-------- SELECTED PASSAGE
I found my first daffodils of the year yesterday. Almost missed them, as they were tucked away in the woods, off the beaten path.
But I did see them. And my heart danced a little dance of hope. It has been a long, cold winter. Two winters in a row, really. I don't even remember the past spring. A blur of wintry storm and blazing summer heat fill my mind when I think of last year, even though I know the spring did come between the two.
In Narnia, the White Witch made winter last unnaturally long. Sometimes life is like that, and it seems the ice will never melt, the green will never come, there will be no more flowers.
But in Narnia Aslan came, and he made things right, and the ice did melt, and life resumed the way it was meant to be. The frozen came back to life.
And I've lived long enough now to trust that spring will always come. To trust that even though I may endure some very long winters (stretching me so that I come closer to understanding an eternity perspective, perhaps?), God keeps promises, and new life will always come, no matter how frozen or dark or lifeless I may feel inside.
As long as the earth endures,
seedtime and harvest, cold and heat,
summer and winter, day and night,
shall not cease.
~ Genesis 8:22
Let us know, let us press on to know the LORD; his appearing is as sure as the dawn; he will come to us like the showers, like the spring rains that water the earth.
. . . let no flower of spring pass us by.
". . . and God himself will be with them;
he will wipe every tear from their eyes.
Death will be no more;
mourning and crying and pain will be no more,
for the first things have passed away."
And the one who was seated on the throne said, "See I am making all things new." Also he said, "Write this, for these words are trustworthy and true."
----------------
__SET OF TASKS__.
- a) Answer these from the daffodil passage:
(i) Where were the first daffodils of the year found?
(ii) In Narnia, who made winter last unnaturally long?
(iii) What reference follows the lines beginning "As long as the earth endures"?
- b) Reproduce the daffodil passage, beginning at the words "And I've lived" and stopping after "pass us by.".
-------- MATERIAL PROVIDED
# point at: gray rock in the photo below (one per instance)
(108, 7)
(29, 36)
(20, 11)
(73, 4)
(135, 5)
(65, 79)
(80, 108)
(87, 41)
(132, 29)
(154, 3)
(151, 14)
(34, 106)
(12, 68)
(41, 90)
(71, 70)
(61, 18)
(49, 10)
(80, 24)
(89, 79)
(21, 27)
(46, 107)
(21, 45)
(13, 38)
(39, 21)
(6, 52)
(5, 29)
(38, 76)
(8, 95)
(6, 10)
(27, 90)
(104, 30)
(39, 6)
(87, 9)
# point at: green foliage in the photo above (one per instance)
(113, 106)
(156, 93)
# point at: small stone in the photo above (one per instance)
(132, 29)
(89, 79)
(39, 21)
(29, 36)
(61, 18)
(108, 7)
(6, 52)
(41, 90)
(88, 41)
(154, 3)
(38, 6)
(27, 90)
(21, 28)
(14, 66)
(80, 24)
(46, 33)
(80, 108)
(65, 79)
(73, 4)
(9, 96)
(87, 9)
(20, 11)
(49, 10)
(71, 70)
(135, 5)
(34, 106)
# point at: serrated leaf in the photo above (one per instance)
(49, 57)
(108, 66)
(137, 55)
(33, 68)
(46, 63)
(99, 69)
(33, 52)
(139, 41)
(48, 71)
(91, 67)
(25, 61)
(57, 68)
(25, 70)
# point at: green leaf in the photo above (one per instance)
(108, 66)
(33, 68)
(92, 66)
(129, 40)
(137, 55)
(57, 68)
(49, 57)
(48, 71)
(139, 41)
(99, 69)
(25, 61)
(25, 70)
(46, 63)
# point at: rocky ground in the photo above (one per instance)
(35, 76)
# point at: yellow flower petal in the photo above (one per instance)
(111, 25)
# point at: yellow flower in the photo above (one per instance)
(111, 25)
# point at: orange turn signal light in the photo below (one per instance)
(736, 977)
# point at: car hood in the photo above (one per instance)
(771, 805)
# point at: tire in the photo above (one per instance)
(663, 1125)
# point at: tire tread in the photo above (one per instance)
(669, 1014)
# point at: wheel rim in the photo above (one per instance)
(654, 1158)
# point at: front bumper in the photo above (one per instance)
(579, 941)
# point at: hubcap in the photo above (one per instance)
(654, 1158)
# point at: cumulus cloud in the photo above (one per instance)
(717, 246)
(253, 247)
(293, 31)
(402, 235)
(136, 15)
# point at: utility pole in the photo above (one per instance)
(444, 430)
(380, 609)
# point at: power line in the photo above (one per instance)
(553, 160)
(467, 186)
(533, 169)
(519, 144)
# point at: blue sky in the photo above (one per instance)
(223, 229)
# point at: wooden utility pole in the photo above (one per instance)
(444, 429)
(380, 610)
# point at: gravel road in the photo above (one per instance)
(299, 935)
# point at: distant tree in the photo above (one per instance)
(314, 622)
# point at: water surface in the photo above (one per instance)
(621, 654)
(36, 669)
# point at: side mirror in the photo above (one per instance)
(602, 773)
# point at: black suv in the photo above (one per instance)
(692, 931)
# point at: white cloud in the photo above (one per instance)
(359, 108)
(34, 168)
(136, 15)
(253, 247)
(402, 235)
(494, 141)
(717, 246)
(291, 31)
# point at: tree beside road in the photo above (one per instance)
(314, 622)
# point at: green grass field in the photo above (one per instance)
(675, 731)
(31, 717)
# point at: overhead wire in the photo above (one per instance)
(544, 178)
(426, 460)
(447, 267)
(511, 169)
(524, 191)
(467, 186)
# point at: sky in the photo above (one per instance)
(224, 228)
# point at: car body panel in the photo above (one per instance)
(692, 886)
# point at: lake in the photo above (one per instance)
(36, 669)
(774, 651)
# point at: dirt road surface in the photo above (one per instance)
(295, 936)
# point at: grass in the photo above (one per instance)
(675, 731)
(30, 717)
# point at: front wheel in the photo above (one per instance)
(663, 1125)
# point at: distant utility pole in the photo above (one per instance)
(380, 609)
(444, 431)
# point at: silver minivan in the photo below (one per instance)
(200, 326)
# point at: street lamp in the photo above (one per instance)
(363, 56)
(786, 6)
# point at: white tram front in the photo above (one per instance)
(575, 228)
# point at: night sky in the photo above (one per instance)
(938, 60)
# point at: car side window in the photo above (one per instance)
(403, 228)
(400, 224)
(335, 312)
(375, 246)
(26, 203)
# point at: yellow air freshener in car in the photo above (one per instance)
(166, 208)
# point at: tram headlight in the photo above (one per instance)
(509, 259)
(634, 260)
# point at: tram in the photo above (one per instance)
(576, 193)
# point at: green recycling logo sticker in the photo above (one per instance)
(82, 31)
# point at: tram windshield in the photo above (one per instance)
----------------
__ANSWERS TO THE PROBLEMS__.
- a)
(i) Tucked away in the woods, off the beaten path.
(ii) The White Witch.
(iii) Genesis 8:22.

- b)
And I've lived long enough now to trust that spring will always come. To trust that even though I may endure some very long winters (stretching me so that I come closer to understanding an eternity perspective, perhaps?), God keeps promises, and new life will always come, no matter how frozen or dark or lifeless I may feel inside.
As long as the earth endures,
seedtime and harvest, cold and heat,
summer and winter, day and night,
shall not cease.
~ Genesis 8:22
Let us know, let us press on to know the LORD; his appearing is as sure as the dawn; he will come to us like the showers, like the spring rains that water the earth.
. . . let no flower of spring pass us by.